What you will do:
Below are entries; work out how many of their lines hold "truck", giving only that number.

☆ ☆ ☆ ☆ ☆

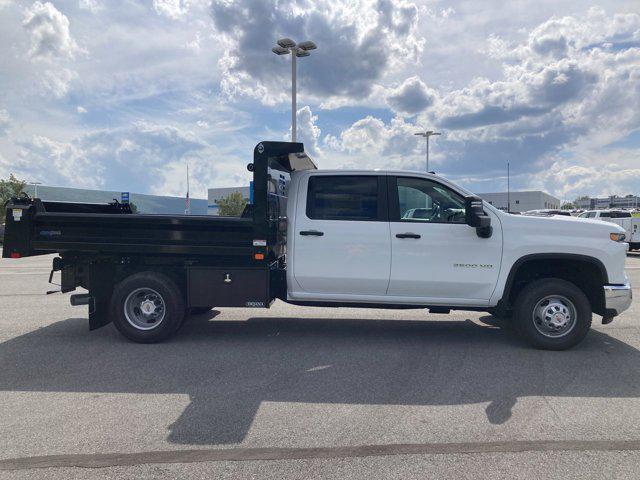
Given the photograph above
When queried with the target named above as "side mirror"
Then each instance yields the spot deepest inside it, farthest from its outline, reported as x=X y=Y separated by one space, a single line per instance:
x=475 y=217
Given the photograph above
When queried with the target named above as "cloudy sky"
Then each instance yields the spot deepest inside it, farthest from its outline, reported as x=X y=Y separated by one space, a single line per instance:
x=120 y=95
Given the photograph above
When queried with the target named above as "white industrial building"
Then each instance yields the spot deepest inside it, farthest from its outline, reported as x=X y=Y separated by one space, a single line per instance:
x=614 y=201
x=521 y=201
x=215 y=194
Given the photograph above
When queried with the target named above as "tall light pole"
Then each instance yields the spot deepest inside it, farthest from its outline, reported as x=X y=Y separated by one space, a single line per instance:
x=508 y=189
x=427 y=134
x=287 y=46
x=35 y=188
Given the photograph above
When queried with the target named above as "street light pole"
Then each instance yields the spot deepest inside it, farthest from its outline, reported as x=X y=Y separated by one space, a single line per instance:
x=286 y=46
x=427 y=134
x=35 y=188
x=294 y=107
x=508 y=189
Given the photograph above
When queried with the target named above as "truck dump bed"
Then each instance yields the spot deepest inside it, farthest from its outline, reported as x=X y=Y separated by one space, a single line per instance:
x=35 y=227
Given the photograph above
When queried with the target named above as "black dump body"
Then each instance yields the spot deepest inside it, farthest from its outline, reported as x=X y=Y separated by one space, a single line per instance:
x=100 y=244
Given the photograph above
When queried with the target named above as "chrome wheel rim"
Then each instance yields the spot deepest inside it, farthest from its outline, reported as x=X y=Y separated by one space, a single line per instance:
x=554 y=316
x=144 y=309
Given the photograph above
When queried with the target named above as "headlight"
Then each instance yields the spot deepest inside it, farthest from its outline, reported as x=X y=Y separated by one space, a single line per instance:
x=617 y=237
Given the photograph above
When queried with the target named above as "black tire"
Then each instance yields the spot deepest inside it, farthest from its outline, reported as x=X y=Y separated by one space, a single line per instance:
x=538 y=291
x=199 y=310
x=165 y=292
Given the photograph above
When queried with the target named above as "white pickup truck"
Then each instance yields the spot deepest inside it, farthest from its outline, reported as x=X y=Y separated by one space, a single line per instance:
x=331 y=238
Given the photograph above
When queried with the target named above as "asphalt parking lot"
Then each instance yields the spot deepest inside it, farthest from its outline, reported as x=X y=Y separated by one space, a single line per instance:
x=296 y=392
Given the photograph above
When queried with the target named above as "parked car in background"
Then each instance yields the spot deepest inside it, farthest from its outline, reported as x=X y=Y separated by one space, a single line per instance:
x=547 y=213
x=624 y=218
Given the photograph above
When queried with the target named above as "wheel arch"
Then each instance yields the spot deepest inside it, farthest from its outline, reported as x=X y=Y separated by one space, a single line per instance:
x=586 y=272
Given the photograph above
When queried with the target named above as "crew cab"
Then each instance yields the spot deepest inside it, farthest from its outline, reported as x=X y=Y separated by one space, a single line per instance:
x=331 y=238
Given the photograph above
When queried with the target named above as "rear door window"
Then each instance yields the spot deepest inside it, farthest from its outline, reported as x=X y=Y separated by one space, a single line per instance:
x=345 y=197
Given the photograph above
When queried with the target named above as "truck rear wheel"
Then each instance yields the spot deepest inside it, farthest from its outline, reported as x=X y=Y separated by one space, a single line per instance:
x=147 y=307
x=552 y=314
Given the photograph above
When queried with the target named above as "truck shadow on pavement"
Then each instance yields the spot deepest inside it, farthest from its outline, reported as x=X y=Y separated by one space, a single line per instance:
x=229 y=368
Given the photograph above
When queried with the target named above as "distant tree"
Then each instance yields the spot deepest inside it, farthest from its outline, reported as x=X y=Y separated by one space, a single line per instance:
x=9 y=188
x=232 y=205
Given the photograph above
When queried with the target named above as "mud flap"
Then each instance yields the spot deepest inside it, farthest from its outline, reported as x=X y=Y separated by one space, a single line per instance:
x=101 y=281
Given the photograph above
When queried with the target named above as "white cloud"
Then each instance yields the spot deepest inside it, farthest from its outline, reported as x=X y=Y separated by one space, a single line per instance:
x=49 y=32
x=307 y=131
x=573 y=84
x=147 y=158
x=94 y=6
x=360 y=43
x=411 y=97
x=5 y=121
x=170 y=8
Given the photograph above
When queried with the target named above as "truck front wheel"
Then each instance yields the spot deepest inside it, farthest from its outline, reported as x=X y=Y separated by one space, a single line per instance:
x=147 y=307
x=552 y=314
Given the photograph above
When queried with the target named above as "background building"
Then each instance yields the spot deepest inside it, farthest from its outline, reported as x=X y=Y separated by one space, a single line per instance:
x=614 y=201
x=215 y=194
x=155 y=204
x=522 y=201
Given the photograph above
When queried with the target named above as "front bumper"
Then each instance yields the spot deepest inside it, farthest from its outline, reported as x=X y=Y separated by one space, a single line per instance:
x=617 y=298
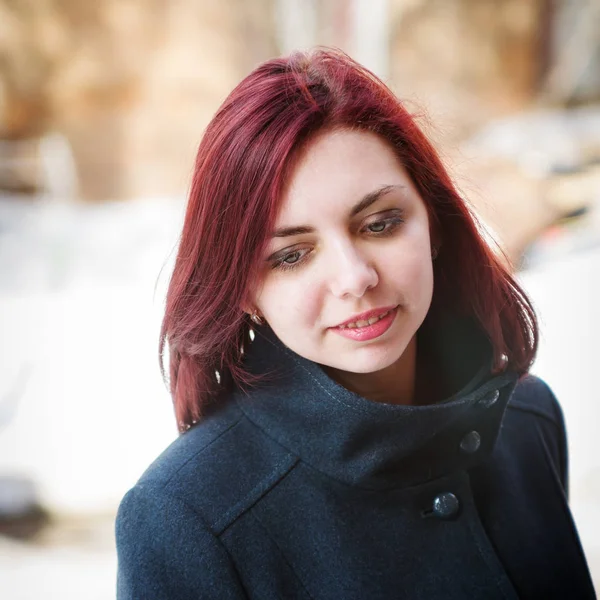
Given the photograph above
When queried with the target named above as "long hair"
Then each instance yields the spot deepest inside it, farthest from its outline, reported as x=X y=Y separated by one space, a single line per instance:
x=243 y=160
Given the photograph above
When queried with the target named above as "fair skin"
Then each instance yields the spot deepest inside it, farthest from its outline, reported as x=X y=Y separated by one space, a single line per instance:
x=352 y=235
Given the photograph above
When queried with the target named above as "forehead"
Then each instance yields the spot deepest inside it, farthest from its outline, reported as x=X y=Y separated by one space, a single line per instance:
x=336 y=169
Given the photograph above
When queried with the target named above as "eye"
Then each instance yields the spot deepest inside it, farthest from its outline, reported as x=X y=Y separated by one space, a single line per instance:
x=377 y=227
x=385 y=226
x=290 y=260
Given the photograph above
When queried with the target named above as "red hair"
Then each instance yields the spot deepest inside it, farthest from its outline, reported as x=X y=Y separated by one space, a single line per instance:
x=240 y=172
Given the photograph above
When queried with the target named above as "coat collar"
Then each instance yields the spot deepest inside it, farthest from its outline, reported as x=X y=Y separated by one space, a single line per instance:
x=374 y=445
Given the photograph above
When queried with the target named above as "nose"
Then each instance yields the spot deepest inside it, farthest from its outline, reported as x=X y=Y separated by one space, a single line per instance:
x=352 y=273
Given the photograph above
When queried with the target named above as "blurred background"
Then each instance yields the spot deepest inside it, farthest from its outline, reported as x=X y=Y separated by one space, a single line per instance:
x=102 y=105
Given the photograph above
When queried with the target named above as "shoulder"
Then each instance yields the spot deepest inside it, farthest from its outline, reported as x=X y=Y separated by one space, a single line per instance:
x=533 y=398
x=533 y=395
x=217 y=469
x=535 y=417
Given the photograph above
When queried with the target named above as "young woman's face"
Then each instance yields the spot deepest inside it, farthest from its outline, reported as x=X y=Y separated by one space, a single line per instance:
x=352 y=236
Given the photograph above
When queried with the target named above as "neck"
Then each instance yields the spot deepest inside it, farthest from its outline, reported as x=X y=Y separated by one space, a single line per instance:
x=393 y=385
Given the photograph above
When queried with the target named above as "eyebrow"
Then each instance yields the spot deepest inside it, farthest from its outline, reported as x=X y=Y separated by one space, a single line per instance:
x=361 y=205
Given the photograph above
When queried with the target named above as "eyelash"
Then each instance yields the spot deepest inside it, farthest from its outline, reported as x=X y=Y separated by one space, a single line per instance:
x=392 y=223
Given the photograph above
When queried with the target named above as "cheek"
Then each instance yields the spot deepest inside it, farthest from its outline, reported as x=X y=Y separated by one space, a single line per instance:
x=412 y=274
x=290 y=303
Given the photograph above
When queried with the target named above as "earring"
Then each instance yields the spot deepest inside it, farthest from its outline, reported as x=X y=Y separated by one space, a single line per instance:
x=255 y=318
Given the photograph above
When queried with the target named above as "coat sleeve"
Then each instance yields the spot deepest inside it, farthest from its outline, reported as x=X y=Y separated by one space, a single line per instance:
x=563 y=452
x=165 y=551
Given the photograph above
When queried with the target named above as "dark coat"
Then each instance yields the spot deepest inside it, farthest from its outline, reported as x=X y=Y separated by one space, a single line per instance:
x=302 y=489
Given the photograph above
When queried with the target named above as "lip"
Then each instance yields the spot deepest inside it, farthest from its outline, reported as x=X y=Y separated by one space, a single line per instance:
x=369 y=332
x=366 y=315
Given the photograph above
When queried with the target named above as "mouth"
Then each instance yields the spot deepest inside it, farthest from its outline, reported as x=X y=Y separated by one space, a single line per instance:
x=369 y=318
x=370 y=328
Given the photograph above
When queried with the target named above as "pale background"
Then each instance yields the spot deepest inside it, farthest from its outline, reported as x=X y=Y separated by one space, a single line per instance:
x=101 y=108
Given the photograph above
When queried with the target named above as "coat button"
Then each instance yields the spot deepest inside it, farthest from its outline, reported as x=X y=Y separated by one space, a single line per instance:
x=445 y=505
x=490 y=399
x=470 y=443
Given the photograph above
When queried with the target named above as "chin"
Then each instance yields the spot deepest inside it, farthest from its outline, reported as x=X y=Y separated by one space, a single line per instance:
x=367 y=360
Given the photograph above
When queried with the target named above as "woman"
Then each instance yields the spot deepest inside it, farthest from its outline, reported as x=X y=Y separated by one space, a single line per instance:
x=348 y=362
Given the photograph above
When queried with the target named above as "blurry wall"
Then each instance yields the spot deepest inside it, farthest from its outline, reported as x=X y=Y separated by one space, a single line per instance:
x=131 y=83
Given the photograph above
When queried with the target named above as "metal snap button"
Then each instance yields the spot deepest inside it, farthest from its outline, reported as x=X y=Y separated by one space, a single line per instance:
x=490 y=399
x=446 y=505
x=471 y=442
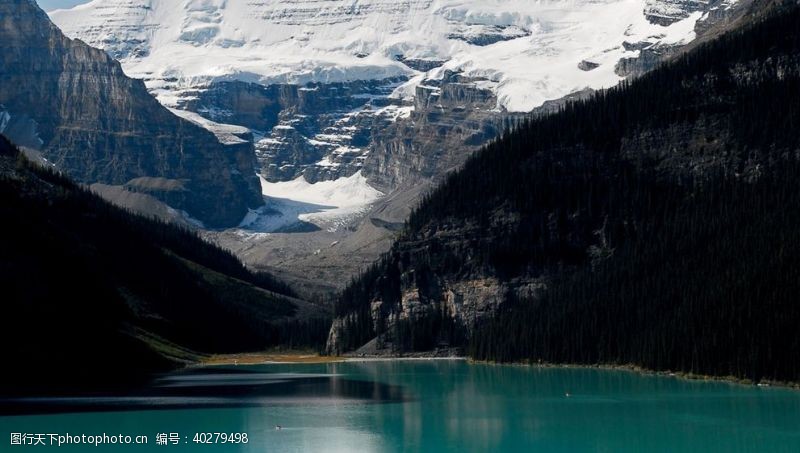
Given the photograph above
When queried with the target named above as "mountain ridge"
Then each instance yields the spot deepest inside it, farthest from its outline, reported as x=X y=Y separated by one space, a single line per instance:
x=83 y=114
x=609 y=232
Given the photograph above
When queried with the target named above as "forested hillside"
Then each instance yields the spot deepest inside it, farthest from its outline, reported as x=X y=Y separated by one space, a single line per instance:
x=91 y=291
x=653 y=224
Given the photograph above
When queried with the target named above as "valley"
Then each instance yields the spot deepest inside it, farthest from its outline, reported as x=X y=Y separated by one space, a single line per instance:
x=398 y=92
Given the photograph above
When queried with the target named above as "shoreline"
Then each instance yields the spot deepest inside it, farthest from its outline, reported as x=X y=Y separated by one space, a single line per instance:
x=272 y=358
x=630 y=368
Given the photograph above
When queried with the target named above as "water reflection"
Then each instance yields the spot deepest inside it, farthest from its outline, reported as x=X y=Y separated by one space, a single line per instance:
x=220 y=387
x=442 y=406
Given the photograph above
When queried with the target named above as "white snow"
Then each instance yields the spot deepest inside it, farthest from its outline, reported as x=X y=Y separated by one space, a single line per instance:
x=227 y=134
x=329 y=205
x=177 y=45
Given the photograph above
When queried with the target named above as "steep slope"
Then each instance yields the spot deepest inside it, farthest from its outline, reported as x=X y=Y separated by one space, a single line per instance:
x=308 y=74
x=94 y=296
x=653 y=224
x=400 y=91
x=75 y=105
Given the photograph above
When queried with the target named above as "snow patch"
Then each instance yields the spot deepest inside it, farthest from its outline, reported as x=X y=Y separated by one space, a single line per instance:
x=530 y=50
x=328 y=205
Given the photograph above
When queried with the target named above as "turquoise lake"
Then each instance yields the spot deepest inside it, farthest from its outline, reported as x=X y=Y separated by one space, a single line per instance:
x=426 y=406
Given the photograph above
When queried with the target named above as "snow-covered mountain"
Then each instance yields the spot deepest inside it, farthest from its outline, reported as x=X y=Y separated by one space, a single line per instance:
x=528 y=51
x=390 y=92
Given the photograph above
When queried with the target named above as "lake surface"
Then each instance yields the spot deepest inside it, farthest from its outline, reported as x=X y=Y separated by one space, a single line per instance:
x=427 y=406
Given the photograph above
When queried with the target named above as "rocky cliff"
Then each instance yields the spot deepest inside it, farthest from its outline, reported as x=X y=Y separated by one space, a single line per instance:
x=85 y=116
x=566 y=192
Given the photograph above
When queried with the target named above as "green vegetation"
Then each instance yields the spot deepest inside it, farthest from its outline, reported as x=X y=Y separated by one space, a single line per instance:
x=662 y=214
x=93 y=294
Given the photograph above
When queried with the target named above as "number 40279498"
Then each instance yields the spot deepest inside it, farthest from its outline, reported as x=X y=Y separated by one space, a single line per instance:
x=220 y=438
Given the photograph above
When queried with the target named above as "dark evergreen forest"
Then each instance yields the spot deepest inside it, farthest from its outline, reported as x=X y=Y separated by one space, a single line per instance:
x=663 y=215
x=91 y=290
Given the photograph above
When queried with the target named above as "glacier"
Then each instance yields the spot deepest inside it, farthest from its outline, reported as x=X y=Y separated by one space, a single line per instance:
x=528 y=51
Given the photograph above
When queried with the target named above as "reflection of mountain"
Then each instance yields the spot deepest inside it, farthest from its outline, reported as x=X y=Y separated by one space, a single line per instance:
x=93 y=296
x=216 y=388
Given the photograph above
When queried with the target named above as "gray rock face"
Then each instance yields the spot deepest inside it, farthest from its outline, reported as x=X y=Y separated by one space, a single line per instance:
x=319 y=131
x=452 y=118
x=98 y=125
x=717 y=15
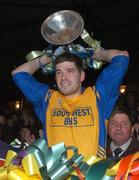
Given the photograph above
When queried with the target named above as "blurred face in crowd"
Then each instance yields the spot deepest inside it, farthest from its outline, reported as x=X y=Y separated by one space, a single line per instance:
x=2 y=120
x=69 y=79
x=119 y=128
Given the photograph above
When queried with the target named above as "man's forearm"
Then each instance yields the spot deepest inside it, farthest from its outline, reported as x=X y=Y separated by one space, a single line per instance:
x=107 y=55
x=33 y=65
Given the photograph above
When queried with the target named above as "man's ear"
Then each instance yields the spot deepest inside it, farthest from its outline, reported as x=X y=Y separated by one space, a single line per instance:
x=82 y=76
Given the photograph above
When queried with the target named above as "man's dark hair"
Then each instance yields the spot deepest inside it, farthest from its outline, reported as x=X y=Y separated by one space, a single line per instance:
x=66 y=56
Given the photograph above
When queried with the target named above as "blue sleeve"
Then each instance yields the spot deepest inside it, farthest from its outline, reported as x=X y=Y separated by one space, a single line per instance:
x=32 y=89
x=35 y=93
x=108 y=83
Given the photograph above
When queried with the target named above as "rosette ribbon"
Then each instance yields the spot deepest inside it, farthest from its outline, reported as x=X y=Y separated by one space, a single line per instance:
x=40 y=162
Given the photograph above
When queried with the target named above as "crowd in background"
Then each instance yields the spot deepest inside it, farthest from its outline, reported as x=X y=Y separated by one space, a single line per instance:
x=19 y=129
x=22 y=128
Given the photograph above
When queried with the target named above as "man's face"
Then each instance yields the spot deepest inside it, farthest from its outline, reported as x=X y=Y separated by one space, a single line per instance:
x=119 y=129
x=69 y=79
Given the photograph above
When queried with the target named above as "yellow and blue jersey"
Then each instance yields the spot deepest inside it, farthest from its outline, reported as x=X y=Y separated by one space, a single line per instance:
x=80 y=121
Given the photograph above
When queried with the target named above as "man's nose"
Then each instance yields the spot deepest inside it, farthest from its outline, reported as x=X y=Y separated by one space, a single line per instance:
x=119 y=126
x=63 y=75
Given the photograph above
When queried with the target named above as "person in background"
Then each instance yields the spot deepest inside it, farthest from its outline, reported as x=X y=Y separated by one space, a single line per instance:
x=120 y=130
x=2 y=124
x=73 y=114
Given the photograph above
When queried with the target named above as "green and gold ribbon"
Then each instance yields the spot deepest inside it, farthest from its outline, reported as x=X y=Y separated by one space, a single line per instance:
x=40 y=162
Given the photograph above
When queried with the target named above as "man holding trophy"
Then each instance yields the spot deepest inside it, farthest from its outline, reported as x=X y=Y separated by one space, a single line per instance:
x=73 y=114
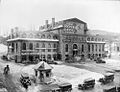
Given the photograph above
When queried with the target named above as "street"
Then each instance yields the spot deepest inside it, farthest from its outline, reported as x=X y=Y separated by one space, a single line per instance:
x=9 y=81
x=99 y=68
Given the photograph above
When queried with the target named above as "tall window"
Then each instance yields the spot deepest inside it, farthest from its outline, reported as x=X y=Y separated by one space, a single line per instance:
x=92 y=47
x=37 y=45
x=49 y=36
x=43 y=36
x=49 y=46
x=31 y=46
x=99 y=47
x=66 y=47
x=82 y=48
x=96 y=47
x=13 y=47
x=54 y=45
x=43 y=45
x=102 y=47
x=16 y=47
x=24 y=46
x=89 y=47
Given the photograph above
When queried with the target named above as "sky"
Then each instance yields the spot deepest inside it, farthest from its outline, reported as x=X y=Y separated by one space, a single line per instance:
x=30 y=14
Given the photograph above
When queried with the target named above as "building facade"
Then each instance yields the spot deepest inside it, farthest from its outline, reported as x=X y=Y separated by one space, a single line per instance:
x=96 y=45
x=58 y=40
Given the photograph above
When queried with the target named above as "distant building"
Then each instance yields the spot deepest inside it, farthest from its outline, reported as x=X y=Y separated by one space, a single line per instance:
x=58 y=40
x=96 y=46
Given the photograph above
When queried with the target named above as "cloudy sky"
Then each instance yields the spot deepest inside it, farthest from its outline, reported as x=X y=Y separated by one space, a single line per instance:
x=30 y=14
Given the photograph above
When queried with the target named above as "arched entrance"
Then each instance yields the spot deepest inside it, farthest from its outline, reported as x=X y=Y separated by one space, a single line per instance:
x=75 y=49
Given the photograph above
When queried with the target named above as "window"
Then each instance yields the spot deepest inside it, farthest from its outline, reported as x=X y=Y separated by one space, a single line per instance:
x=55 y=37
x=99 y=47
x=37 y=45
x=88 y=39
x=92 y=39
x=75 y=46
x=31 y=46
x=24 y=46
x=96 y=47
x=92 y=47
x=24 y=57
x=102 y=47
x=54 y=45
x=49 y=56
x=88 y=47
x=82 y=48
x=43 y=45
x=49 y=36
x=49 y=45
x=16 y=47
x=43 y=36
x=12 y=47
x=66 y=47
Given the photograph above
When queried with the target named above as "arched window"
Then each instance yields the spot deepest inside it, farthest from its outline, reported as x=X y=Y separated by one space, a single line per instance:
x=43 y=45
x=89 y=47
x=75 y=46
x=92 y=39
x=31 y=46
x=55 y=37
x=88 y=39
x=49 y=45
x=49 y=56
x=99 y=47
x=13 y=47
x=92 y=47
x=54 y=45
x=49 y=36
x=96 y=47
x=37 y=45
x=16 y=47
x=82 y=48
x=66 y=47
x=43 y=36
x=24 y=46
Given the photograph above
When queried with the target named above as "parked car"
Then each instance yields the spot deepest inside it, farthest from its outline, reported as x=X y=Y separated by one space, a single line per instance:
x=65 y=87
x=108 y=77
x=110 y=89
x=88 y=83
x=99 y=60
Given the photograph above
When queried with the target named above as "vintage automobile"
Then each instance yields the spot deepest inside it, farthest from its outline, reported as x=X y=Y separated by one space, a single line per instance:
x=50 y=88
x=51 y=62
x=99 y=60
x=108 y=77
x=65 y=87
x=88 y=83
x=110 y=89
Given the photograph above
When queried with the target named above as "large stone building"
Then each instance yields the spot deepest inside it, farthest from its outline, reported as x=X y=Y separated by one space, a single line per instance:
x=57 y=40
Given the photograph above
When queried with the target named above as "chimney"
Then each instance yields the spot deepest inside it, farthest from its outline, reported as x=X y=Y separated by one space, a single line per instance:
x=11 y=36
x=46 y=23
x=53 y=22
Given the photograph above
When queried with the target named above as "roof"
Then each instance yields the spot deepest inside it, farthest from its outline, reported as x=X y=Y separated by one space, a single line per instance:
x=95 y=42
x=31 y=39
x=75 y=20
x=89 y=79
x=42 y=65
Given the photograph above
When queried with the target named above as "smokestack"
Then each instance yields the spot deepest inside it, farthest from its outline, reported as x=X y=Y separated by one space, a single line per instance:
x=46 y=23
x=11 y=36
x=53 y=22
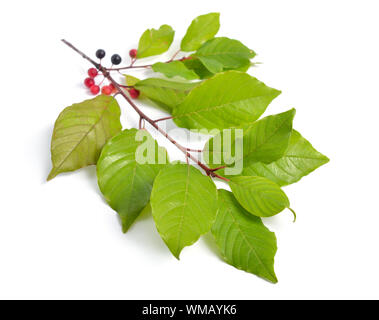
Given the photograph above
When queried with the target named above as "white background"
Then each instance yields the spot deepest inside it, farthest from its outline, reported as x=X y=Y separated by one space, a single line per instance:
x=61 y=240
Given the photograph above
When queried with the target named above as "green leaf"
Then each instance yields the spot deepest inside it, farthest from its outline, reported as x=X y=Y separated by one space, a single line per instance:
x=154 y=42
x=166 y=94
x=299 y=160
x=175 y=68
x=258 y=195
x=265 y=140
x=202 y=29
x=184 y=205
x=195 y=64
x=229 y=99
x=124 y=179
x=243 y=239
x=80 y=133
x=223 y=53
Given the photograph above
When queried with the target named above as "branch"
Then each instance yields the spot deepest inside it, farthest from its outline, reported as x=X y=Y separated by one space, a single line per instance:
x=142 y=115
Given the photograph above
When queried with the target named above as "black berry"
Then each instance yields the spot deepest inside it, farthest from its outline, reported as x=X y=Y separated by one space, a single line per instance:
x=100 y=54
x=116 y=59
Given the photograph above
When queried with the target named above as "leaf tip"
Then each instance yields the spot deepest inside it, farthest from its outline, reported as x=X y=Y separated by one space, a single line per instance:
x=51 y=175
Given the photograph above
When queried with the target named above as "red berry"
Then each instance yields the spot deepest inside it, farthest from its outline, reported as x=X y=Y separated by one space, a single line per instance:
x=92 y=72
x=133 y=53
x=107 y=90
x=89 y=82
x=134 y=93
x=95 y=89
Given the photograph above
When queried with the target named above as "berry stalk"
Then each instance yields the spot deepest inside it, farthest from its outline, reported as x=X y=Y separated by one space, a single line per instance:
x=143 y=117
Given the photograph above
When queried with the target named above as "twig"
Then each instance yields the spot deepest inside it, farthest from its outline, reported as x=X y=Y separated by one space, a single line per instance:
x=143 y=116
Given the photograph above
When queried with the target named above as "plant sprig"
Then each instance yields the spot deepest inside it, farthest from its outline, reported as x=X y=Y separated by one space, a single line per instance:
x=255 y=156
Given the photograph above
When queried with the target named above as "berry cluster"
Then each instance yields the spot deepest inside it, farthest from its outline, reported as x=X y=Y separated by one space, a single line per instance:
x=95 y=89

☆ ☆ ☆ ☆ ☆

Answer section:
5